$160 billion. Three companies. Sixty days.
“We don’t know where we’re going, but we’re making good time.” — Yogi Berra
That is more money being injected by three companies than every venture capitalist in America invested in every startup in 2023, combined.
Kenya has 56 million people living and working very hard towards earning a living in its economy. Just about the entirety of Kenya’s economic output, roughly $119 billion a year, exchanged hands within an afternoon in a single transaction.
When the numbers stop behaving
Eleven months ago, OpenAI was valued at $300 billion. Today, a mere 330 days later, that number is $730 billion. This means that SoftBank, NVIDIA, and Amazon are willing to defend the claim that OpenAI generated more than $17,000 in value per second for 28,512,000 seconds, nonstop.
When I posted about Anthropic in January, the number was $17,361 per second. OpenAI and Anthropic are now running neck-and-neck in a race that did not exist three years ago.
Compute trumps cash in the bank
A significant portion of the round that OpenAI just finished is in services, not cash. OpenAI has promised to build its stateful computing engine on Amazon’s infrastructure while keeping the stateless one on Azure, which has recently traded its exclusivity on compute in exchange for first dibs on their intellectual property should OpenAI be all bark and no bite.
The cash injection they will receive is significantly lower than the quoted $110 billion figure, and nobody is saying by how much.
A different type of war machine
The top three funded companies in this race — OpenAI, Anthropic and xAI — raised $160 billion in the past sixty days. The entire African continent spends a third of that on its defence, roughly $50-$55 billion, each fiscal year.
These three companies raised the equivalent of the defence budget of 54 countries in 60 days.
The bottom line is that we are either watching the most important race of capital expansion in human history, or the most expensive living-room play ever staged. Where the kids wrote the script, the parents bought the tickets, and nobody knows if the curtain goes up on act two.
I said it in January, and I will say it again: I do not know which one it is. But we are going to find out.

**YOUR TASKS:**
1 – According to the AI funding article, what is OpenAI's valuation today?
2 – Write out the part of the AI funding article that opens with the words "Compute trumps cash" and closes with "and no bite.".
3 – Summarize the AI funding article in two sentences.
None of the data is needed for this work.

**RECORDS PROVIDED:**
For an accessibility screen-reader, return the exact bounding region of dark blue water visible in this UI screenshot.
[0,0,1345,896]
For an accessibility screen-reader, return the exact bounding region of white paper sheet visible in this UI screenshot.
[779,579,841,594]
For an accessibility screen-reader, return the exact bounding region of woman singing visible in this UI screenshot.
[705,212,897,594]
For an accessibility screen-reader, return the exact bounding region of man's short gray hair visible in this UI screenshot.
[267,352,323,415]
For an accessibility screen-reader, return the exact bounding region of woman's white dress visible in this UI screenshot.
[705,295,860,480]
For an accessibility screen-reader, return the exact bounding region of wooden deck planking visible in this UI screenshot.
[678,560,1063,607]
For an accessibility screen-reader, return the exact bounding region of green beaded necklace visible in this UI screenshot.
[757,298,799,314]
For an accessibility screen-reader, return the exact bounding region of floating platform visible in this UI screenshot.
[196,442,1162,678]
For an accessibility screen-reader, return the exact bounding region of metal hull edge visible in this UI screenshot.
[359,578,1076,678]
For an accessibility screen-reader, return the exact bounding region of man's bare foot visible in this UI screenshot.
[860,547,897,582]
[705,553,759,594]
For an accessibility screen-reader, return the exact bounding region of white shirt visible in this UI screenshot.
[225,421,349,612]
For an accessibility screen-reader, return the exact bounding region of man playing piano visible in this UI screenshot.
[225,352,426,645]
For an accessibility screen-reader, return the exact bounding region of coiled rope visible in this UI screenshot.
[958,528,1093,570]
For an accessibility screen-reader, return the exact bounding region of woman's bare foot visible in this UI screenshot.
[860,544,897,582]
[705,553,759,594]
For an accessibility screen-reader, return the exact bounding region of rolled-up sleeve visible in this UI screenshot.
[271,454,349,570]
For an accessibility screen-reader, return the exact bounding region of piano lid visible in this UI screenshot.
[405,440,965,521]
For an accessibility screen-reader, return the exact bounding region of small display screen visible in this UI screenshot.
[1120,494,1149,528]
...
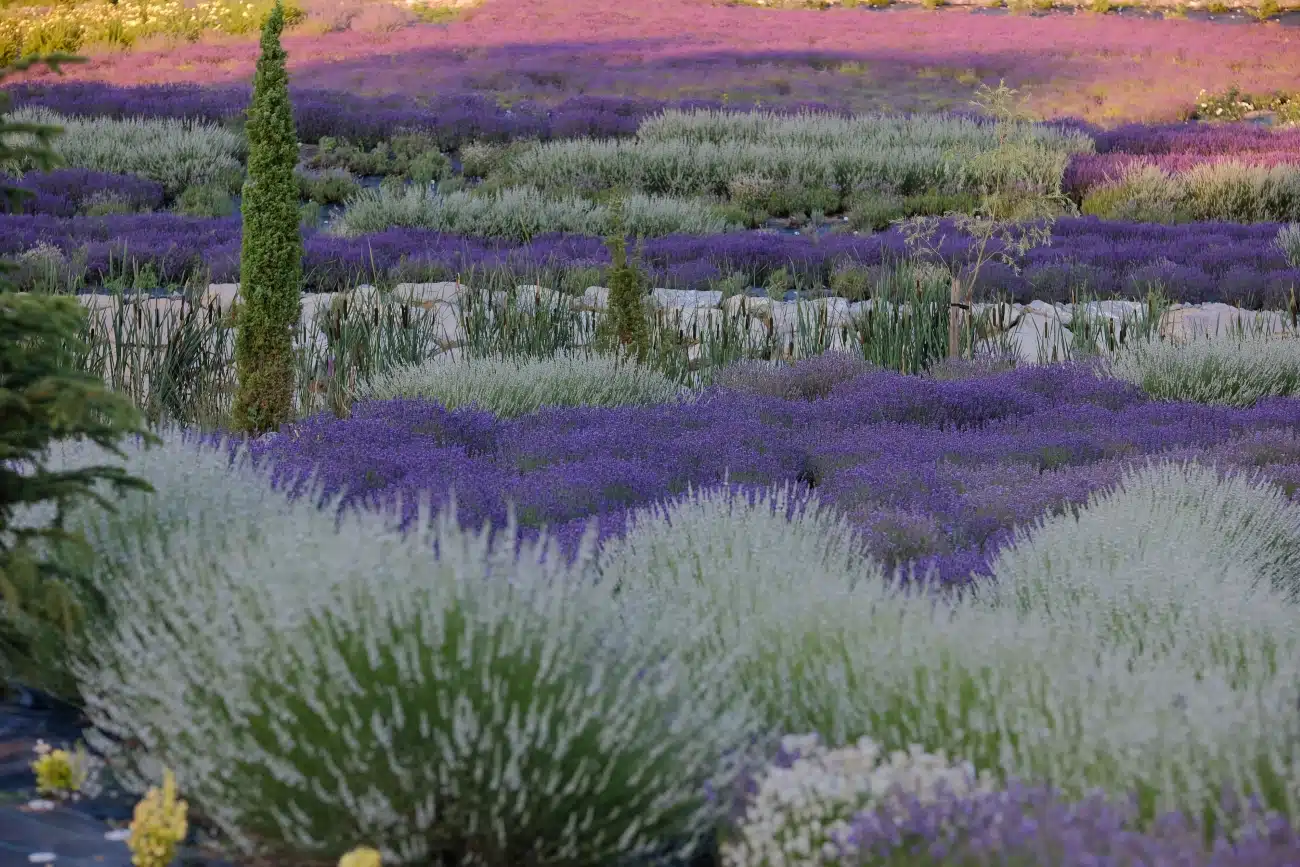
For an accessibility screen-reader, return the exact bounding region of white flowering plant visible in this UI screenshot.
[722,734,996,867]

**ANSWERS BY ITEM:**
1 – $730 billion.

2 –
Compute trumps cash in the bank
A significant portion of the round that OpenAI just finished is in services, not cash. OpenAI has promised to build its stateful computing engine on Amazon’s infrastructure while keeping the stateless one on Azure, which has recently traded its exclusivity on compute in exchange for first dibs on their intellectual property should OpenAI be all bark and no bite.

3 – OpenAI, Anthropic and xAI raised $160 billion in sixty days, and OpenAI's valuation rose from $300 billion to $730 billion in 330 days, though a significant portion of its latest round is in services rather than cash. The writer says this is either the most important race of capital expansion in human history or the most expensive living-room play ever staged, and admits not knowing which.